**JOBS:**
[a] According to the wireless networking passage, what NLOS coverage range does WLAN technology provide at a transmission power of 100mW?
[b] Render this sentence from the wireless networking passage in Spanish: "Because of this, non consecutive channels are usually used."
[c] Extend the wireless networking passage, picking up after its final sentence.

**DOCUMENT EXTRACT:**
╭──

The Task Group 4 (TG4), presented a wide range of applications at the 802 meeting in 2001 (Gutiérrez et al. 2001). These applications include industrial monitoring and control. It is important to highlight that industrial monitoring applications which use this protocol must not be operating with critical information, must accept high latency and do not need constant updating. However, there are now several proposals in existence which aim to support real time applications. These are based on the Guaranteed Time Slot (GTS) mechanism (JunKeun et al. 2007) and the use of low superframe orders (Koubba et al. 2006)

3.3.2. wLAN

In Wireless Local Area Networks (WLAN) there are technologies based on HiperLAN (High Performance Radio LAN) a group of the standard group ETSI (European Telecommunications Standards Institute) and Wi-Fi standardized under IEEE 802.11 series. This standard works on unlicensed ISM band, using 2.4 GHz in 802.11/b/g, and 5 GHz for 802.11/a/n. There are 11 channels (although this may vary from country to country) with a bandwidth of 22 MHz per channel for the standards IEEE 802.11 b/g and approximately 20 MHz for the standard 802.11a, and a separation value between channels higher than (5MHz). Because of this, non consecutive channels are usually used. As well as the traditional problems with wireless networks, we must also consider the possibility of multiple interference from other devices and equipment. With a transmission power of 100mW, this technology provides NLOS communication with coverage’s of between 100 and 400 meters, and throughputs of between 11 (802.11b) and 300 Mbps (802.11n)

╰──

**ENTRIES SUPPLIED:**
╭──

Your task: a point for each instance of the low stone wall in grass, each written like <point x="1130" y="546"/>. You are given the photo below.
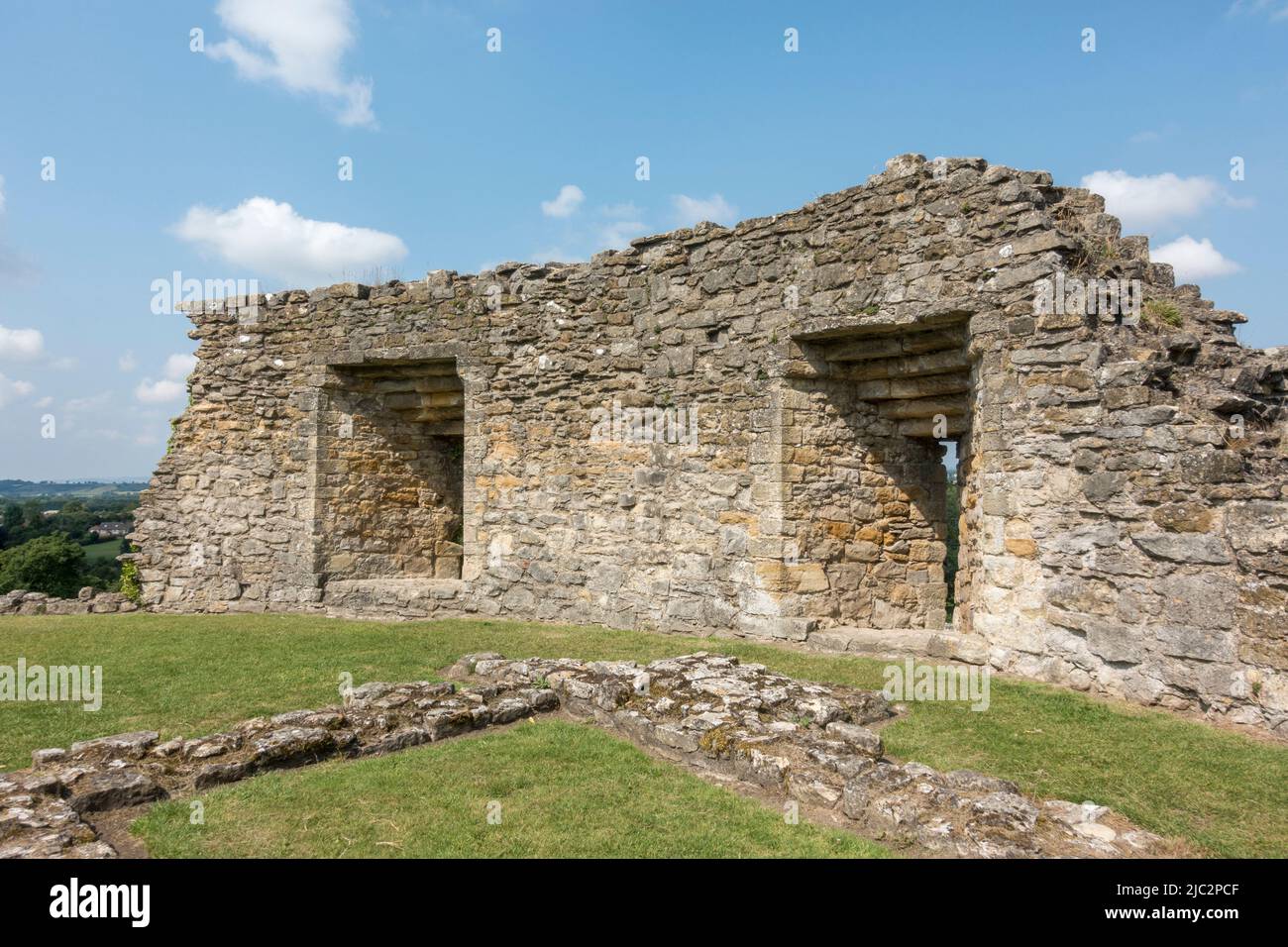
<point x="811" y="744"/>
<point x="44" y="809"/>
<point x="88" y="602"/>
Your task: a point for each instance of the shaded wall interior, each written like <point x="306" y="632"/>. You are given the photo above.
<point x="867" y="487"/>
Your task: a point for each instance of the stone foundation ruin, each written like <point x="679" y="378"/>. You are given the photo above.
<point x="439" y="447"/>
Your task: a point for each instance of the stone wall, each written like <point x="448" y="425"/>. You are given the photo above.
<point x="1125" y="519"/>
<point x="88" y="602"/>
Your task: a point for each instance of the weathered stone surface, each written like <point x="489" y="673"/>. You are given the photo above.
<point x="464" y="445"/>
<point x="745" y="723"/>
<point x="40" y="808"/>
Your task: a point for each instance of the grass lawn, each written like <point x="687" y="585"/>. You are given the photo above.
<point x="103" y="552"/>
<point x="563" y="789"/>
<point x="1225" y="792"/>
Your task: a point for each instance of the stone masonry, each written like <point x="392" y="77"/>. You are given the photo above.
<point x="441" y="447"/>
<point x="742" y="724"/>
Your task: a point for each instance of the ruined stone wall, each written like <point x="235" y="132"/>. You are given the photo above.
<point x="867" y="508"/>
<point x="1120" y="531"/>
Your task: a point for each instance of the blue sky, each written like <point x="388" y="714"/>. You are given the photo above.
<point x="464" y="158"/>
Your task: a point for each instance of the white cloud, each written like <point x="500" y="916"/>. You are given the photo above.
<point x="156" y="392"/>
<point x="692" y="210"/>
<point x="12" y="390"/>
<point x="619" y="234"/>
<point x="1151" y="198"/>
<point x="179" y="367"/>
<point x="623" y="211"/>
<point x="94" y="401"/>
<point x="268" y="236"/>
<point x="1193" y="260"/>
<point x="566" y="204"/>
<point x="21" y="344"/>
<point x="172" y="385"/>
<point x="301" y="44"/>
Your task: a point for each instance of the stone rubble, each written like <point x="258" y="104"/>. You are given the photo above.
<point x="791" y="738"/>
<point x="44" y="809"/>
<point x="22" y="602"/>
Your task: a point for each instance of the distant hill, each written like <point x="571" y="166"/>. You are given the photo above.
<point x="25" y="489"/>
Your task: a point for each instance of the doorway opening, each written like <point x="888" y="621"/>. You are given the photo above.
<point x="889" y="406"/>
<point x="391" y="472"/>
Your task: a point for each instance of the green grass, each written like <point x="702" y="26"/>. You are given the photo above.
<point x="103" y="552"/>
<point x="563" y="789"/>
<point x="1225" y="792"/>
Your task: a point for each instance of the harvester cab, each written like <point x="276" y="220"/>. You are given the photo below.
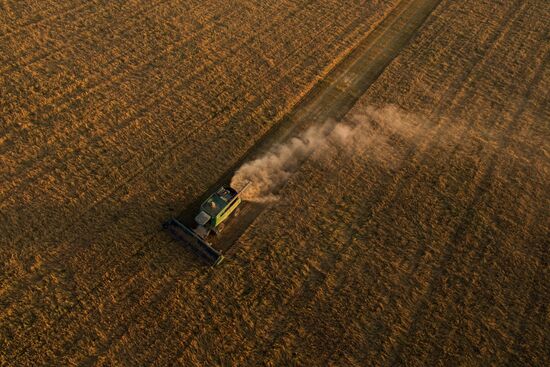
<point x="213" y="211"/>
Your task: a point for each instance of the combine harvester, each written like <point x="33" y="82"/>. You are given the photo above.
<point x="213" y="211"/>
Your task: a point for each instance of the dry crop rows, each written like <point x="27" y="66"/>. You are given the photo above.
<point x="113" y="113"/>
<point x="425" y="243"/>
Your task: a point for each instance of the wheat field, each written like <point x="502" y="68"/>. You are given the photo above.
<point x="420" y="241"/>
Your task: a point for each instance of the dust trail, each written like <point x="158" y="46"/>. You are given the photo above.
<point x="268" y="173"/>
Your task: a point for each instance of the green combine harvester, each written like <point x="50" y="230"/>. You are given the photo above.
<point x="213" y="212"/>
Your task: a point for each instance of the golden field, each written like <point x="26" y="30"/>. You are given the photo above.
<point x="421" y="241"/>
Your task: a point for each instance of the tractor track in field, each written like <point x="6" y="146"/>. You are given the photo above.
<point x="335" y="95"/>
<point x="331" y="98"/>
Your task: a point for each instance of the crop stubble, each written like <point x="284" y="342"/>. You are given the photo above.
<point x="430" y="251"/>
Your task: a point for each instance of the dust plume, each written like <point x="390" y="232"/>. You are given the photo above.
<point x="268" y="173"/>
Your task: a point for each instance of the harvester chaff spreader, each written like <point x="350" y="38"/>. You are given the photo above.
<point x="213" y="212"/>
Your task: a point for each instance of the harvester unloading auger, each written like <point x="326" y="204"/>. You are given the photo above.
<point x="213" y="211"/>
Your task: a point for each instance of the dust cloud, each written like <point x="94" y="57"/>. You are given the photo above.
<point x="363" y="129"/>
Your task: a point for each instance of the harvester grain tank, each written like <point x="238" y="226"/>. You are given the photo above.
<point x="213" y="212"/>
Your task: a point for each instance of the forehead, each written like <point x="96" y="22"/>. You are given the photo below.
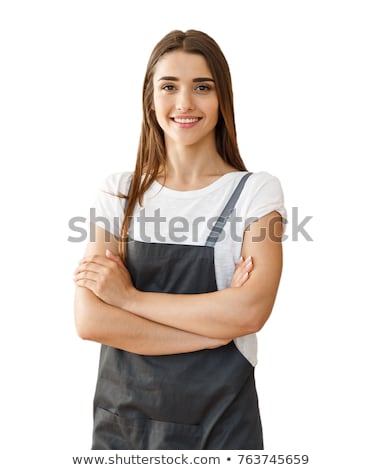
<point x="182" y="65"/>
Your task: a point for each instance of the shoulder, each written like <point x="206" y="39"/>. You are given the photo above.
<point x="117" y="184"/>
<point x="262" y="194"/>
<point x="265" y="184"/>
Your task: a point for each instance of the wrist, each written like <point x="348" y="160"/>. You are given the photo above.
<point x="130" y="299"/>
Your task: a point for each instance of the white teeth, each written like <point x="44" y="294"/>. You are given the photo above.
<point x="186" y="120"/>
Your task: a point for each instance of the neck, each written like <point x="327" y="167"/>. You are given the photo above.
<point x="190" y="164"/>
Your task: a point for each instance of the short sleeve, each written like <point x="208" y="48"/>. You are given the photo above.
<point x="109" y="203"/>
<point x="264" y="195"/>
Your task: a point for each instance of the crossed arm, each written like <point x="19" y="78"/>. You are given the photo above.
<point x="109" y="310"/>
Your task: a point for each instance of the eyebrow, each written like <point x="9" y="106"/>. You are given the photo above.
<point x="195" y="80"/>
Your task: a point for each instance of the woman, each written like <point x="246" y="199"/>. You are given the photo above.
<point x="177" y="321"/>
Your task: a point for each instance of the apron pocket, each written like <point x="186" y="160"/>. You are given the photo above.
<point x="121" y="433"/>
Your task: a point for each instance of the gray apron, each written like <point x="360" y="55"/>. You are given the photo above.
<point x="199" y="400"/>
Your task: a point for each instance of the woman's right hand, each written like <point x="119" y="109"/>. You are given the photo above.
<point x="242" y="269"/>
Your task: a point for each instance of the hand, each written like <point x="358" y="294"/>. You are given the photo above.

╰──

**ANSWERS TO THE TASKS:**
[a] Between 100 and 400 meters.

[b] Por este motivo, normalmente se utilizan canales no consecutivos.

[c]
According to the march 2009 DRAFT the standard 802.11n must work at 2.4 GHz and at 5GHz, although as the band 5GHz used by 802.11a is less used, there is a general feeling that 802.11n should not be permitted to include the option of working in the 2.4 GHz band. Regarding the Mbps, according to the DRAFT, it must be capable of working at 600 Mbps.

. The use of this type of network in automation environments has been studied a great deal, due to the characteristics mentioned, although for the coverage range, only in LAN environments. For example, in (Rauchhaupt, 2002) and in (Willing, 2003) the use of WiFi in Profibus is analysed. In (Willing, 2005)(Willing, 2008)(De Pellegrini et al., 2006) the authors carry out a comprehensive study on the use of wireless networks in industrial applications. In (Brevi et al. 2006) the authors evaluated the use of 802.11a in a real industrial environment.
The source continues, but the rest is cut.